## Task brief
What is needed is an exact copy of the entries below, from the line that contains "Consider the photo above. For every instance of the grassy" through the final line, both included, and nothing else.

## Listing

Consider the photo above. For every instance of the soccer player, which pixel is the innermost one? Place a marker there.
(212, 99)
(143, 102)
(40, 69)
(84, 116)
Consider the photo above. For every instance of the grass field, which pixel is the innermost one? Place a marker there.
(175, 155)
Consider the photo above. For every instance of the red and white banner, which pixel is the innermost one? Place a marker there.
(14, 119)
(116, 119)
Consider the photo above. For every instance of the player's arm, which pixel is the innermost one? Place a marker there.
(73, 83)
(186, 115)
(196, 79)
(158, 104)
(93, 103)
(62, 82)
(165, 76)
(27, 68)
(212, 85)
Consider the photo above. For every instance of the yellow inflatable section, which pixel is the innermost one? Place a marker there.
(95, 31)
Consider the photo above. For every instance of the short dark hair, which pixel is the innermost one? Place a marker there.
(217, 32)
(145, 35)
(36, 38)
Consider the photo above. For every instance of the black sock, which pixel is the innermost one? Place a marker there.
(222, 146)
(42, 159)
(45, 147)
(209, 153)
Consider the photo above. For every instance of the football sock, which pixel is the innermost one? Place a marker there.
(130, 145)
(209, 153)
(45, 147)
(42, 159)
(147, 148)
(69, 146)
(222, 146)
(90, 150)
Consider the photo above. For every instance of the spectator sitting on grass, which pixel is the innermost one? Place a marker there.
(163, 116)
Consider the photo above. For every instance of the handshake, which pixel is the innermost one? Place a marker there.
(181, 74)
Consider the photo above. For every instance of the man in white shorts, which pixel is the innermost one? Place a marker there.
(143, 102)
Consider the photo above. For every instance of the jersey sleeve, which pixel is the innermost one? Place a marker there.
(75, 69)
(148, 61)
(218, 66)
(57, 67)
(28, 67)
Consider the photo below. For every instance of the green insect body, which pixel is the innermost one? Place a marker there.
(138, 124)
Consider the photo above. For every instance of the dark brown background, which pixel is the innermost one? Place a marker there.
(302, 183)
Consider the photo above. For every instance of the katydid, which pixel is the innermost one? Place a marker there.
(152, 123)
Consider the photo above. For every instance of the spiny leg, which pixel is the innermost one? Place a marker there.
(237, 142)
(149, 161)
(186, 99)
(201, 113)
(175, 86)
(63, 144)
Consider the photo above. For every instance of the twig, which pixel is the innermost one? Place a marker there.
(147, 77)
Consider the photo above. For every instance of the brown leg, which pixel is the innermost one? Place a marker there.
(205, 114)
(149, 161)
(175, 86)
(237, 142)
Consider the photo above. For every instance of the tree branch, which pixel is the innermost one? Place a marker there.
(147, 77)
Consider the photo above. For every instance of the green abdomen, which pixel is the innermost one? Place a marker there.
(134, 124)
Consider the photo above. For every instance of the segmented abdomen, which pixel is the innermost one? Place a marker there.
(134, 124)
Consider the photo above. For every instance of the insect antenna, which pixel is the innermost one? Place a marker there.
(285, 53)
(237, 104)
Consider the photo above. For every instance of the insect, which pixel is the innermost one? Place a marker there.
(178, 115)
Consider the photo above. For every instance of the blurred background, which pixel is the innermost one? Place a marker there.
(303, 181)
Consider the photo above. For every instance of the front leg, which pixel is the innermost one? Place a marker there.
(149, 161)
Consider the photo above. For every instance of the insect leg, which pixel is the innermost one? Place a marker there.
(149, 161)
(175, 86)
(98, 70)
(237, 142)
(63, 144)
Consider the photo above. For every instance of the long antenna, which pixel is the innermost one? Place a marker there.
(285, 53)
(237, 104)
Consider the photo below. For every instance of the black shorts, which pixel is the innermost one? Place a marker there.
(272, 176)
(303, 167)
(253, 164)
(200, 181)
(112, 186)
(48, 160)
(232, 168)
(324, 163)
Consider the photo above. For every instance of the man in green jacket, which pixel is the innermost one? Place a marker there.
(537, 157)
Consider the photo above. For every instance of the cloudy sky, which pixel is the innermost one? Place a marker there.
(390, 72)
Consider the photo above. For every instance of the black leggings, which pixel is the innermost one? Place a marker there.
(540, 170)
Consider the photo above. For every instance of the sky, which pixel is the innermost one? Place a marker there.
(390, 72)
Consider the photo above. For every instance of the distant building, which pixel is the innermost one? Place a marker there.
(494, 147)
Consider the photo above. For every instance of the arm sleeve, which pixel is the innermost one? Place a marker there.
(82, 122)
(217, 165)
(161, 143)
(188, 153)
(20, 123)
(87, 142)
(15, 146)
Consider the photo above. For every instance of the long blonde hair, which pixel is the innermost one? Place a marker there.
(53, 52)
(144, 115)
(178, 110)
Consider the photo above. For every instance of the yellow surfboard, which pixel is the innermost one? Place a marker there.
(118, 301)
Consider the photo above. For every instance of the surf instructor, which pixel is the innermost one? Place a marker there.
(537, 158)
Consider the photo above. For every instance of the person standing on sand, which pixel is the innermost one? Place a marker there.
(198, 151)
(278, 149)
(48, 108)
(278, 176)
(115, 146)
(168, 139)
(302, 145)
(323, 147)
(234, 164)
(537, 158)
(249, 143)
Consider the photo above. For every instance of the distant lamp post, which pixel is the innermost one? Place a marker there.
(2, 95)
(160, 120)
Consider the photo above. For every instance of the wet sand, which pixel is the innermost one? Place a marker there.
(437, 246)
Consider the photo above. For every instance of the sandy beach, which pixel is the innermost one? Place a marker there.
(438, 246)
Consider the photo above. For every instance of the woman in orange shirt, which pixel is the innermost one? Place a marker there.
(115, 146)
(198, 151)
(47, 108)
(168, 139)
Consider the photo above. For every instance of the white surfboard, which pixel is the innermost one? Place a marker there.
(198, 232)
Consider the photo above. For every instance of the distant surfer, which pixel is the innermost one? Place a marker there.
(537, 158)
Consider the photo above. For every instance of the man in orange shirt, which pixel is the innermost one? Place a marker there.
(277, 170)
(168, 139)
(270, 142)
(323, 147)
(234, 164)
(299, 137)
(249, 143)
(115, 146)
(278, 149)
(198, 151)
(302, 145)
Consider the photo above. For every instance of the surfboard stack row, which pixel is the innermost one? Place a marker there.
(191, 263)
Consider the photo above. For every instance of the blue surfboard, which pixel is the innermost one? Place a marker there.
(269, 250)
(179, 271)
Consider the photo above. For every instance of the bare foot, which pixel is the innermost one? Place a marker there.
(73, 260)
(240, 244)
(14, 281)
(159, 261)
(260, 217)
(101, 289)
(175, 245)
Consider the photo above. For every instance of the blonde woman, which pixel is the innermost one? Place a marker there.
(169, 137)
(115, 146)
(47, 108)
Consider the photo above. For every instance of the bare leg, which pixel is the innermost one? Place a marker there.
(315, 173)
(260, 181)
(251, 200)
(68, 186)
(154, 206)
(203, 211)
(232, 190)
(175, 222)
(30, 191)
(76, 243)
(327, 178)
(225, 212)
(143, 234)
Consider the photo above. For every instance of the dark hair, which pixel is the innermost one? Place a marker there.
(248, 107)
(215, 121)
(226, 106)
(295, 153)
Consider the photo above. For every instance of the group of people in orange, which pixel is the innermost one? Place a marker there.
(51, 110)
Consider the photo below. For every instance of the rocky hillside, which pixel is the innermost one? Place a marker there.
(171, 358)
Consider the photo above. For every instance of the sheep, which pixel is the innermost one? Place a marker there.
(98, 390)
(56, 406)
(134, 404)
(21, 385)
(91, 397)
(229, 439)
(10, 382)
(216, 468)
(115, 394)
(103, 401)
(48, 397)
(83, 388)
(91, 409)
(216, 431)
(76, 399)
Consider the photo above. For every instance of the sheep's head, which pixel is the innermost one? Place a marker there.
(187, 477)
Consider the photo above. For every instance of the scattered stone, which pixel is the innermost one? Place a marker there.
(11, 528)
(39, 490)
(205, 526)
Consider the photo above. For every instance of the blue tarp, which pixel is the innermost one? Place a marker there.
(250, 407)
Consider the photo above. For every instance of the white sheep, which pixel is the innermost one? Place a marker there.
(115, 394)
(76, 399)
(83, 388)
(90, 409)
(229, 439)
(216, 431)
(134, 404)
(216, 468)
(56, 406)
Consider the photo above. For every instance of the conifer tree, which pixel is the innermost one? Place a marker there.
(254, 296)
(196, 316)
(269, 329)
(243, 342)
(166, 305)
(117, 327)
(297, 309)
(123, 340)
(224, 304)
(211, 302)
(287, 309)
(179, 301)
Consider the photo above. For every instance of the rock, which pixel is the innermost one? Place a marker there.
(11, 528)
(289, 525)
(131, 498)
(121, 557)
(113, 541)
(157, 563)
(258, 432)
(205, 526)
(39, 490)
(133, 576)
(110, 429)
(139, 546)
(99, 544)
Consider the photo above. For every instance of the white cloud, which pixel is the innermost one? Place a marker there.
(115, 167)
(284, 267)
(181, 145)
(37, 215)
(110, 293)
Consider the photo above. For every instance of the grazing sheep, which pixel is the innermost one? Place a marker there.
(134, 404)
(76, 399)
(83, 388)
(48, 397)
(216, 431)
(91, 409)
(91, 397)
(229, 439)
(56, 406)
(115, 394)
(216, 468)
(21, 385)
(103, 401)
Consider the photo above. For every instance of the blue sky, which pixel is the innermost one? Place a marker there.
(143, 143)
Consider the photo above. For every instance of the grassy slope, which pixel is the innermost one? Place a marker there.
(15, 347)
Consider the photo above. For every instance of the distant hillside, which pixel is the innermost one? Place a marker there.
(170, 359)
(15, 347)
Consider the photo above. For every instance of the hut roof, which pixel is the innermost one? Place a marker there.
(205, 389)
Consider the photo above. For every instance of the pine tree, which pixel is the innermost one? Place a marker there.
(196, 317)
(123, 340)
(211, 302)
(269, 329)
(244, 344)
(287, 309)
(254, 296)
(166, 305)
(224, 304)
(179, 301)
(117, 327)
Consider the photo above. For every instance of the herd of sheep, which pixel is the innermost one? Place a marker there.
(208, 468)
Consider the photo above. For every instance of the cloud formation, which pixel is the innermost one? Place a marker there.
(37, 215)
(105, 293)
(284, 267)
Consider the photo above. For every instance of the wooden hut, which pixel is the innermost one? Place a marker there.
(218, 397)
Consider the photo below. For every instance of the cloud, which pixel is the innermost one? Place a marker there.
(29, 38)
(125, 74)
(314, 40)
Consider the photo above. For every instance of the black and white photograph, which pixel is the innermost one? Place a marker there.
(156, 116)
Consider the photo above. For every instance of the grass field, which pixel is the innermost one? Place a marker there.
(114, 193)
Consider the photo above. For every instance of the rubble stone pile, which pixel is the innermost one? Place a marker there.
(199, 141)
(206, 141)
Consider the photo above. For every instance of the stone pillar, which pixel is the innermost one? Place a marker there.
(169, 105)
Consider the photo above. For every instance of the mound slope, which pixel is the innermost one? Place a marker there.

## The reply
Consider the photo above. For every instance of the grassy slope, which pixel is the innermost one? Place a marker there.
(15, 347)
Consider the photo above. For every instance of the distant hillside, which pixel is the innermost one? Place a marker there.
(170, 359)
(15, 347)
Consider the photo above. For every instance of the hut roof, which pixel is the innermost one? Place a marker there.
(205, 389)
Consider the photo above. For every instance of the pine tree, which pixel is the innermost one? Place a marker there.
(196, 317)
(123, 340)
(211, 302)
(269, 329)
(244, 344)
(287, 309)
(254, 296)
(166, 305)
(224, 304)
(179, 301)
(117, 327)
Consider the photo above. For every instance of the herd of sheep, which pixel is the innermost one? Place a marker there.
(208, 468)
Consider the photo above. For every instance of the cloud formation, which pixel is the innermost one? Place a marker there.
(37, 215)
(105, 293)
(284, 267)
Consider the photo above. For every instance of the wooden hut, which pixel is the innermost one? Place a marker there.
(218, 397)
Consider the photo below. For every instance of the cloud, which pixel is the innermost one? Place a marker there.
(29, 38)
(125, 74)
(314, 40)
Consider the photo above. For every instance of the black and white photograph, which pixel is the innermost one? Place a marker there.
(156, 116)
Consider the photo above. For every instance of the grass field, which pixel is the innermost one? Place a marker there.
(114, 193)
Consider the photo above. For every instance of the rubble stone pile, which pixel is the innermost one? Place a marker there.
(199, 141)
(206, 141)
Consider the photo above. For every instance of the stone pillar, which pixel is the innermost one? Place a marker there.
(169, 105)
Consider the photo above. For every instance of the mound slope, which pixel is the innermost one? Place a marker there.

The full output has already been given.